Written problem A
According to the excerpt on Valley's senior preferred shares, what dividend rate applies after year five?

Excerpted text
● ● ●
Valley’s senior preferred shares will pay a cumulative dividend rate of five percent per annum for the first five years and will reset to a rate of nine percent per annum after year five. The shares are callable by Valley at par after three years and may be replaced if Valley were to choose to repurchase them with newly raised equity capital at any time.

In conjunction with the purchase of Valley’s senior preferred shares, the Treasury will receive warrants to purchase approximately 2.5 million in Valley common shares with an aggregate market price equal to $49.5 million or 15 percent of the senior preferred investment. The Valley common stock underlying these warrants represents less than two percent of Valley’s outstanding common shares at September 30, 2008. The exercise price will be the market price of Valley’s common stock at the time of issuance, calculated on a 20-trading day trailing average.
● ● ●
Dataset extract
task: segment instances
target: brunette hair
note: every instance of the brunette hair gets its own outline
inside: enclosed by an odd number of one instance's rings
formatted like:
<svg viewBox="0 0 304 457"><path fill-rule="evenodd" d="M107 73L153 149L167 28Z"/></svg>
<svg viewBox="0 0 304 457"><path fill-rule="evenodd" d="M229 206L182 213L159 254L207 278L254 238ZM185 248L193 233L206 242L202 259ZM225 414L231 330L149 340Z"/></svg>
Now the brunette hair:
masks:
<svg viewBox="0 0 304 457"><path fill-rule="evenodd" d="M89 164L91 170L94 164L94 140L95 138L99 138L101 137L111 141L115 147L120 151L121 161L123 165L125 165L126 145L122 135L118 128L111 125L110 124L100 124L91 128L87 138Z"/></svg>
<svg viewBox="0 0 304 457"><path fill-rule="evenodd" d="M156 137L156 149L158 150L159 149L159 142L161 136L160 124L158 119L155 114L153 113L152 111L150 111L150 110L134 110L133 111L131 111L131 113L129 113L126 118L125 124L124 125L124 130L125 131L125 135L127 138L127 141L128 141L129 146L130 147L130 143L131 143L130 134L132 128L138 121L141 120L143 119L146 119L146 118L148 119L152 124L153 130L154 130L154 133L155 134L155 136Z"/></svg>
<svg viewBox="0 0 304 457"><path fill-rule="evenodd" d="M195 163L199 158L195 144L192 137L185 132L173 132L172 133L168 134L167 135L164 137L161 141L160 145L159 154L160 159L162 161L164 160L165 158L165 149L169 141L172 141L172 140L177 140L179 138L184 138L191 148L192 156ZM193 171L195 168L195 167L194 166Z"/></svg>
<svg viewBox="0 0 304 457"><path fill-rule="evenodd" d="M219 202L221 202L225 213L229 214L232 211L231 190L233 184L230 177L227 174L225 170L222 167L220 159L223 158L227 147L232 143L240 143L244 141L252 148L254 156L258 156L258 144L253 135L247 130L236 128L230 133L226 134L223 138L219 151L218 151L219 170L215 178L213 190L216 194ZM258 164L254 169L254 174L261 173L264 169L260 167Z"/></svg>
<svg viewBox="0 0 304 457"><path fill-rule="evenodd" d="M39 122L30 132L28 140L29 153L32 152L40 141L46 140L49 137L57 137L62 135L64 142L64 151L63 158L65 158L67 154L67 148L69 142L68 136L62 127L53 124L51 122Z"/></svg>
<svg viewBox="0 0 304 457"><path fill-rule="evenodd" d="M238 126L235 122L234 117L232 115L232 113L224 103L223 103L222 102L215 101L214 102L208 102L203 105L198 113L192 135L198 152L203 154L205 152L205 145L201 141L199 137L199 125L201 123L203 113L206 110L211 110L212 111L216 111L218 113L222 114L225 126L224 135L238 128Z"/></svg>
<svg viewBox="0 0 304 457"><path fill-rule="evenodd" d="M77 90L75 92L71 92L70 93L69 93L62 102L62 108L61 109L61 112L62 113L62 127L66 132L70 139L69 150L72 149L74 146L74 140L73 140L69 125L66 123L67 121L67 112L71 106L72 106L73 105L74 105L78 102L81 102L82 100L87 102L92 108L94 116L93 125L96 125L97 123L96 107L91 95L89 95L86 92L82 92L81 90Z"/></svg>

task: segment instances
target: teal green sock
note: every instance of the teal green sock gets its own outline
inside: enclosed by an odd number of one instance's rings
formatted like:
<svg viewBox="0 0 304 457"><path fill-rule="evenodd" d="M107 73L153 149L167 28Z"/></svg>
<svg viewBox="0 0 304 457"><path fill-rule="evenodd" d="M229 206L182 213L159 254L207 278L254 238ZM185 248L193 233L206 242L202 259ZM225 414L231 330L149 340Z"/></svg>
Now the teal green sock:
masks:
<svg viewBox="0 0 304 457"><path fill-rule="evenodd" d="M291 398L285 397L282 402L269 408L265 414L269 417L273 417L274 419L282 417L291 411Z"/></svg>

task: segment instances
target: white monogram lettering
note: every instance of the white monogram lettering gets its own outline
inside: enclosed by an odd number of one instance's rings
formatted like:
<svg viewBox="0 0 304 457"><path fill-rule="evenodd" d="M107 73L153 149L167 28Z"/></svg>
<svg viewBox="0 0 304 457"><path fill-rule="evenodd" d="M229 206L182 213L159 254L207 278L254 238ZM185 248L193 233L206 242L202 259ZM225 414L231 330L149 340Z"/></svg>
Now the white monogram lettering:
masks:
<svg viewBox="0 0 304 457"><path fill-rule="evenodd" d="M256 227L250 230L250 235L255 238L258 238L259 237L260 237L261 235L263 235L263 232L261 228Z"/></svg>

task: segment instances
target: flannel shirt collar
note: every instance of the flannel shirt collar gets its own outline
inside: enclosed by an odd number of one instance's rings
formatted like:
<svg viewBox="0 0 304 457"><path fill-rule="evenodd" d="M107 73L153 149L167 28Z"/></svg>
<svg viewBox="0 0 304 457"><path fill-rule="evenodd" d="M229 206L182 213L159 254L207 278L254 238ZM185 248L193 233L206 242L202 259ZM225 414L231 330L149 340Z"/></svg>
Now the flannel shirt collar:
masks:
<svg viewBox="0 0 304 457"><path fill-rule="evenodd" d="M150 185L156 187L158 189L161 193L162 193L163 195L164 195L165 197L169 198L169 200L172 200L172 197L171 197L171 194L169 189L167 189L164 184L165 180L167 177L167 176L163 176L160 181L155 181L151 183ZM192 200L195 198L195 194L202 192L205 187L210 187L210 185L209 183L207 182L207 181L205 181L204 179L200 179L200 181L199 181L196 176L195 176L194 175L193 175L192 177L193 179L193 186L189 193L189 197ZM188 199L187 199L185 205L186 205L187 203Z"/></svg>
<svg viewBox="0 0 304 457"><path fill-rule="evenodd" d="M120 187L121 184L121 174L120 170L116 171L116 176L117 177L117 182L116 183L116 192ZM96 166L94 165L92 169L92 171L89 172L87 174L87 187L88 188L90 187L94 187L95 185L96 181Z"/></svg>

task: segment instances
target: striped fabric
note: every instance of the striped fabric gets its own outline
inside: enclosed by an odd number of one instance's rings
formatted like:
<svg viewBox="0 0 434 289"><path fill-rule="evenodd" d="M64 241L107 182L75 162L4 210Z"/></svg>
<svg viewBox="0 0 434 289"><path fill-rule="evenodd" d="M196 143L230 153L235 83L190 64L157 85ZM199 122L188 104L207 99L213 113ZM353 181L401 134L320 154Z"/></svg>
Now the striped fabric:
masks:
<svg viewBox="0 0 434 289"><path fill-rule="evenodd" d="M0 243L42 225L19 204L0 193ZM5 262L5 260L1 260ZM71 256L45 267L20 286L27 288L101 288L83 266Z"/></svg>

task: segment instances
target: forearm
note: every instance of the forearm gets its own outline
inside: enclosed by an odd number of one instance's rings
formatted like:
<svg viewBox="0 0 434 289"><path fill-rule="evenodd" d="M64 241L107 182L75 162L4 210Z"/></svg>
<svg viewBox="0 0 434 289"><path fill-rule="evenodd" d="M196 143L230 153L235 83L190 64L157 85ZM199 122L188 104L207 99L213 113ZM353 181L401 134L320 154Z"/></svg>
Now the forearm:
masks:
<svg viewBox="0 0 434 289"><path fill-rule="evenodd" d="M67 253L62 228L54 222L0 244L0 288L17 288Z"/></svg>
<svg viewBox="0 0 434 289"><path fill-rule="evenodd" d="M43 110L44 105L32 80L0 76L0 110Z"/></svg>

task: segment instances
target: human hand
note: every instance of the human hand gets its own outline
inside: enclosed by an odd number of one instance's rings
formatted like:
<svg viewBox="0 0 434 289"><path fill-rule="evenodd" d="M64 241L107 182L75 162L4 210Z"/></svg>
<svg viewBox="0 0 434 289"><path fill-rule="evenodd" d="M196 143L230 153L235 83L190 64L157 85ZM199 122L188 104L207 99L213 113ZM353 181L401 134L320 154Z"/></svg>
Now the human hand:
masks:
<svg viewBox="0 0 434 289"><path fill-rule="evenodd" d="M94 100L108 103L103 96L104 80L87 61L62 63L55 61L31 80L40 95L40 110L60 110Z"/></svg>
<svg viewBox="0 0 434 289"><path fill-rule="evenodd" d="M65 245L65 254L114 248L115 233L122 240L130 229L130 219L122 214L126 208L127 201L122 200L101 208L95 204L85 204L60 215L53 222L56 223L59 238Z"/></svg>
● ● ●
Written problem B
Print the stretch of the records from their first line through the line containing "137L156 149L158 150L159", including both ends, and nothing else.

Answer A
Nine percent per annum.

Answer B
task: segment instances
target: brunette hair
note: every instance of the brunette hair gets its own outline
inside: enclosed by an odd number of one instance's rings
formatted like:
<svg viewBox="0 0 304 457"><path fill-rule="evenodd" d="M107 73L153 149L167 28Z"/></svg>
<svg viewBox="0 0 304 457"><path fill-rule="evenodd" d="M229 206L182 213L159 254L207 278L254 238ZM185 248L193 233L206 242L202 259ZM225 414L231 330L149 340Z"/></svg>
Now the brunette hair:
masks:
<svg viewBox="0 0 304 457"><path fill-rule="evenodd" d="M89 164L91 170L94 164L94 140L95 138L99 138L101 137L111 141L115 147L120 151L121 161L123 165L125 165L126 145L122 135L118 128L111 125L110 124L100 124L91 128L87 138Z"/></svg>
<svg viewBox="0 0 304 457"><path fill-rule="evenodd" d="M156 137L156 149L158 150L159 149L159 142L161 136L160 124L158 119L155 114L153 113L152 111L150 111L150 110L134 110L133 111L131 111L131 113L129 113L126 118L125 124L124 125L124 130L125 131L125 135L127 138L127 141L128 141L129 146L130 147L130 143L131 143L130 134L132 128L138 121L141 120L143 119L146 119L146 118L148 119L152 124L153 130L154 130L154 133L155 134L155 136Z"/></svg>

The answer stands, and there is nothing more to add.